Trecho selecionado –
# # #

A expectativa criada pelo setor, de que os clientes da Americanas se direcionariam aos competidores, não se concretizou. Com isso, o Grupo Casas Bahia (BHIA3) e o Magazine Luiza (MGLU3), dois dos maiores concorrentes diretos da Americanas, também tiveram um ano sofrido. As ações recuaram 81,9% e 24,3%, respectivamente, fazendo o valor de mercado das companhias cair de forma expressiva, chegando a R$ 1 bilhão e R$ 14,3 bilhões.

“Creio que não há uma relação direta entre o desempenho ruim das empresas de varejo com o caso das Americanas, já que o setor como um todo passa por desafios e mudanças estruturais”, afirma Carlos Honorato, professor da FIA Business School. “Porém, em situações como essa sempre há um ‘contágio sistêmico’, isto é, o risco de que outras empresas estejam fazendo as mesmas práticas “pouco ortodoxas” na contabilidade, o que gera aumento na desconfiança e no risco por consequência.”

# # #

Tarefas propostas –
**1)** Com base no trecho sobre o varejo após o caso Americanas, responda:
(a) Quanto recuaram as ações do Grupo Casas Bahia?
(b) A que valor de mercado chegou o Magazine Luiza?
(c) Em qual instituição Carlos Honorato é professor?
**2)** Prossiga o trecho sobre o varejo após o caso Americanas a partir da última frase apresentada.

# # #

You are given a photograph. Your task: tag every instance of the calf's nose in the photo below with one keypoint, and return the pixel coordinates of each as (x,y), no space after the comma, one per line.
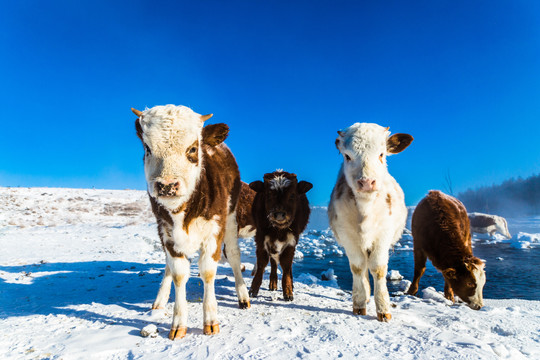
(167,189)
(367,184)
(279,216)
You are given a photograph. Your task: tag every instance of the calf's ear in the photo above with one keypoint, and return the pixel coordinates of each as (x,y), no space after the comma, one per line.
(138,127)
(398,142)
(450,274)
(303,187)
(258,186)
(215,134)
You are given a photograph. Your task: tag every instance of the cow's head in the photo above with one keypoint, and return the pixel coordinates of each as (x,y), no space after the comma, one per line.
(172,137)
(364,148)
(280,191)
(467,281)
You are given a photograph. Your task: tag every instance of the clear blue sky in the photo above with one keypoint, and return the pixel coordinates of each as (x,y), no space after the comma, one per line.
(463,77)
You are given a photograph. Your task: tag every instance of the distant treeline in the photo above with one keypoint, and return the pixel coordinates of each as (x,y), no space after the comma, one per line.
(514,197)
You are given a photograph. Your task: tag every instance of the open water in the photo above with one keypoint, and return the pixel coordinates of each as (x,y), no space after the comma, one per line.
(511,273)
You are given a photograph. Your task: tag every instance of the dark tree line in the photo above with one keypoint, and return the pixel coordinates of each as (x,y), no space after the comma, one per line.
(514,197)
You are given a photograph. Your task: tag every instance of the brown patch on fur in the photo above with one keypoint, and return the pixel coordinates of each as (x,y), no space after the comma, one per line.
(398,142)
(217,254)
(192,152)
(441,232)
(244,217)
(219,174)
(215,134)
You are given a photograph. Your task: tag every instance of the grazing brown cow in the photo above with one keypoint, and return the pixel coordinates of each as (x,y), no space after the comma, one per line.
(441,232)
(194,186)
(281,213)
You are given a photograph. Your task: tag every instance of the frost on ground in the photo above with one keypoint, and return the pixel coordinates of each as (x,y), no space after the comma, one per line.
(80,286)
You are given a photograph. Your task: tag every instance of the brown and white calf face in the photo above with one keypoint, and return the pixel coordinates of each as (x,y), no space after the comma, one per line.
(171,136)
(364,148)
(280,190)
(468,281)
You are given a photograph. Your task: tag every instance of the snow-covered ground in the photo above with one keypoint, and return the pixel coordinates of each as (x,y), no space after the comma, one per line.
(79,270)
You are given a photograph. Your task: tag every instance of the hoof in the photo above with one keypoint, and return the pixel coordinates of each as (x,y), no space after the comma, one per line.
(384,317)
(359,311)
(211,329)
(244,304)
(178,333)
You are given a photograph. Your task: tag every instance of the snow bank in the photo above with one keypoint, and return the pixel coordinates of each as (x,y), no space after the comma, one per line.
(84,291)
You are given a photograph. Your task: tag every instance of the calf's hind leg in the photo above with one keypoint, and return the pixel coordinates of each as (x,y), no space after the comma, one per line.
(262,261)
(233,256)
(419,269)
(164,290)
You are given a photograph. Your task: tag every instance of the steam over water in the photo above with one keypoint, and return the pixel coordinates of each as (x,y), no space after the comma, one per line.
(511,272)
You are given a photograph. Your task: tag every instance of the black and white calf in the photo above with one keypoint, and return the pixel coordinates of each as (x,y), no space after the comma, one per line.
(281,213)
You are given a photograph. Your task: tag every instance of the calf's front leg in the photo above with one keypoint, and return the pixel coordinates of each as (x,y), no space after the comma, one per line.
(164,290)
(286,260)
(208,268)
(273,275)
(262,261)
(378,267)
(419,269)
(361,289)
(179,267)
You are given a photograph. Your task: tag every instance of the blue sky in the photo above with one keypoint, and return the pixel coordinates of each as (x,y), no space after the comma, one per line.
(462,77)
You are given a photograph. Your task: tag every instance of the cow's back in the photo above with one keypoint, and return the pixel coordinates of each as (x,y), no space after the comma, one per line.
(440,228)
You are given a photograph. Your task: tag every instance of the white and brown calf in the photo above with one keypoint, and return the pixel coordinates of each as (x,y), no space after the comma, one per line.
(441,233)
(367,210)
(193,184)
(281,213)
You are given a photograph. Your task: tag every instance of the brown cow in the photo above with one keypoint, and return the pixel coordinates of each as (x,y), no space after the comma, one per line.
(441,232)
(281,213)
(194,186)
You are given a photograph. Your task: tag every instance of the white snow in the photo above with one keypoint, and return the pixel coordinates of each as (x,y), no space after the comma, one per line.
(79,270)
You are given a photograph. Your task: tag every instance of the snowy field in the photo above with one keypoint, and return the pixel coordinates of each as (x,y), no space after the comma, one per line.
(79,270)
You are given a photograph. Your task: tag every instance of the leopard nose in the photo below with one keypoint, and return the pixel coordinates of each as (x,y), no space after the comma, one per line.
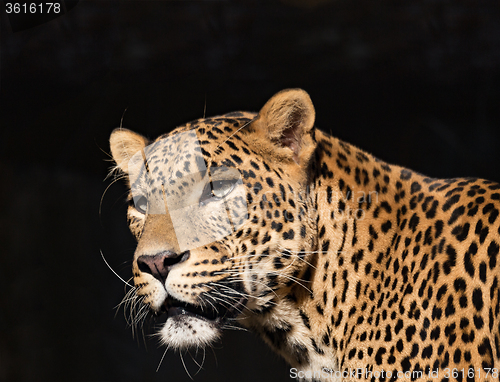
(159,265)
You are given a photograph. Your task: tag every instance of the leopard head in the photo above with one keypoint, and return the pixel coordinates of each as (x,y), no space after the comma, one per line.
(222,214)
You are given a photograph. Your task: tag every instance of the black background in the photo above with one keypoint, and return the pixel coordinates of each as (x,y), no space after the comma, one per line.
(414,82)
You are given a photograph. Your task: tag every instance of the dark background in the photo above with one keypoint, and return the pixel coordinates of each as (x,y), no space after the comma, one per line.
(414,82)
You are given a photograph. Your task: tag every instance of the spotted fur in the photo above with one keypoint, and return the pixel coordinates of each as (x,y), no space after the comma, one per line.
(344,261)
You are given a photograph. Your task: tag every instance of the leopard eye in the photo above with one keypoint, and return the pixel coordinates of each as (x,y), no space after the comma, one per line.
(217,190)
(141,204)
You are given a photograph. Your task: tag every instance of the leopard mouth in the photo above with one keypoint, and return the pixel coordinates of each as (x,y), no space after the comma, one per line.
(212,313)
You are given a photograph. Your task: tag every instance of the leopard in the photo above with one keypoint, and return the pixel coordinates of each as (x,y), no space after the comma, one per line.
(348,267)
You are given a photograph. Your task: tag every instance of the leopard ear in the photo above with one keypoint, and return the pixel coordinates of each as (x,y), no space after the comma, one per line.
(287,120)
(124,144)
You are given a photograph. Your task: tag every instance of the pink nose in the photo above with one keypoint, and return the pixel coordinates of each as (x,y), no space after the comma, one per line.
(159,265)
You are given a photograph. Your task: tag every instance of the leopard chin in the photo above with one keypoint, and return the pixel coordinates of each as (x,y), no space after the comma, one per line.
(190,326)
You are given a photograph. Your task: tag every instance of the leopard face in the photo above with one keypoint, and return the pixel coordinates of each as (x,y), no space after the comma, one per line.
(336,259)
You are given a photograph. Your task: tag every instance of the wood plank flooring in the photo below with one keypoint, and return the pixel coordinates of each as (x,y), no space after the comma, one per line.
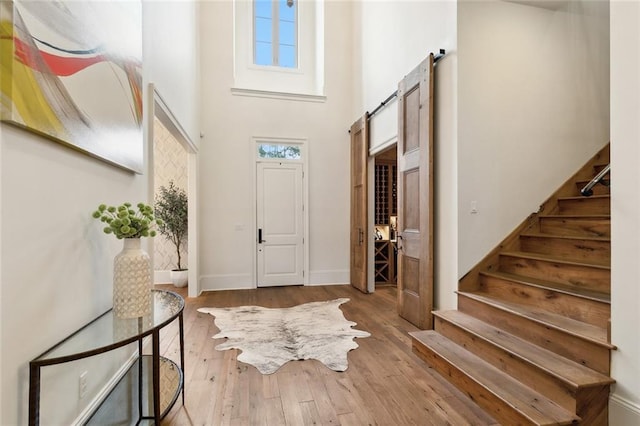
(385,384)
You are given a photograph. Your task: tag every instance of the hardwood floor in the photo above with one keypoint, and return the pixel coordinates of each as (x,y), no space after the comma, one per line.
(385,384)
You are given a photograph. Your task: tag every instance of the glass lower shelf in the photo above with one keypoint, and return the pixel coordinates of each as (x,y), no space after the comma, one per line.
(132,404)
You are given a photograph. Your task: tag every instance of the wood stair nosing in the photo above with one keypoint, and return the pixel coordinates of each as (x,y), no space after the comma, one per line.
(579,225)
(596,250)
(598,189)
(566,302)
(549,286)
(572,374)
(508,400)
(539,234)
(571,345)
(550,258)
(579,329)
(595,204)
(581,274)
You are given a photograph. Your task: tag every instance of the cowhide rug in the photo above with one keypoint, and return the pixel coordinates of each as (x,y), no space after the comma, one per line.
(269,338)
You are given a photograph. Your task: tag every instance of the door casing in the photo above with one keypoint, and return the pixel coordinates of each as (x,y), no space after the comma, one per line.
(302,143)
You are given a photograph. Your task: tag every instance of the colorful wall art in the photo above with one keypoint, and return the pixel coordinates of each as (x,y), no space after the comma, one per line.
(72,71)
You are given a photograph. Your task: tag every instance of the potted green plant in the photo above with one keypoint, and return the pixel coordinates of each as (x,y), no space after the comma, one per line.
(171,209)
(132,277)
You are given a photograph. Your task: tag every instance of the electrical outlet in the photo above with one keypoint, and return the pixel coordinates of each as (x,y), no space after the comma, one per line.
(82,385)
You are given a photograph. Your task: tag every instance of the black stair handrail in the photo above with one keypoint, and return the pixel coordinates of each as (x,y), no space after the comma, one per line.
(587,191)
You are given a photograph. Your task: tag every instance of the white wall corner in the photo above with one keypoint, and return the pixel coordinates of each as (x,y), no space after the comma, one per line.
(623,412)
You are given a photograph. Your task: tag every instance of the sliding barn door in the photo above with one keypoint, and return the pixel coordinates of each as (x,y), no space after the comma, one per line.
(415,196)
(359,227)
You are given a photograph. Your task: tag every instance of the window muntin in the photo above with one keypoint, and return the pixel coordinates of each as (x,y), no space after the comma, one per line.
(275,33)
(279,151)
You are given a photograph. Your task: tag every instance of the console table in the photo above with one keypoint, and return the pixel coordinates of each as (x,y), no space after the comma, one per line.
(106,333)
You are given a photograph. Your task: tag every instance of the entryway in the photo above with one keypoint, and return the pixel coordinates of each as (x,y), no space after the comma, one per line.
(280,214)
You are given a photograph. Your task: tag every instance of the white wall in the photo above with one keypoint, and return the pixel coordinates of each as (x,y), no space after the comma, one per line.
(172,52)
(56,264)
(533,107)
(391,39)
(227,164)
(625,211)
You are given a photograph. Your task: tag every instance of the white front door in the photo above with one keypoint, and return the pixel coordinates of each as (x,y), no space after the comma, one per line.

# # #

Respostas –
**1)**
(a) 81,9%.
(b) R$ 14,3 bilhões.
(c) Na FIA Business School.

**2)**
Para Mariana Fernanda Quelhas, analista da Warren Investimentos, o colapso não afetou as concorrentes diretamente, mas mudou o mercado como um todo. “Com a descoberta da fraude contábil, houve aumento da percepção de risco nos balanços. Isso tornou os bancos mais restritivos na concessão de crédito ao longo de 2023, principalmente, na modalidade de risco sacado, cujo reporte inadequado resultou no rombo. Com a menor exposição dos bancos ao produto, o custo de financiamento aumentou para as varejistas em geral”, afirma.

Com o cenário, varejistas de outros segmentos, como supermercados e vestuário, também registraram resultados negativos no período analisado. Entre os destaques negativos estão Marisa (AMAR3), Grupo Pão de Açúcar (PCAR3) e Blau Farmacêutica (BLAU3), com perdas de 52,1%, 43,9% e 38%, respectivamente.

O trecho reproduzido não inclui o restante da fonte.